<<<<

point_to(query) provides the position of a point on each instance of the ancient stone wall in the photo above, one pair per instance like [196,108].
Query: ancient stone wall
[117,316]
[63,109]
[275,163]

>>>>

- ASSIGNED TASK
Output all of the data again. Match it exactly.

- OUTPUT
point_to(query) provides the position of a point on each instance of the ancient stone wall in the photo above, one pair per instance like [196,108].
Query: ancient stone wall
[117,316]
[63,109]
[275,163]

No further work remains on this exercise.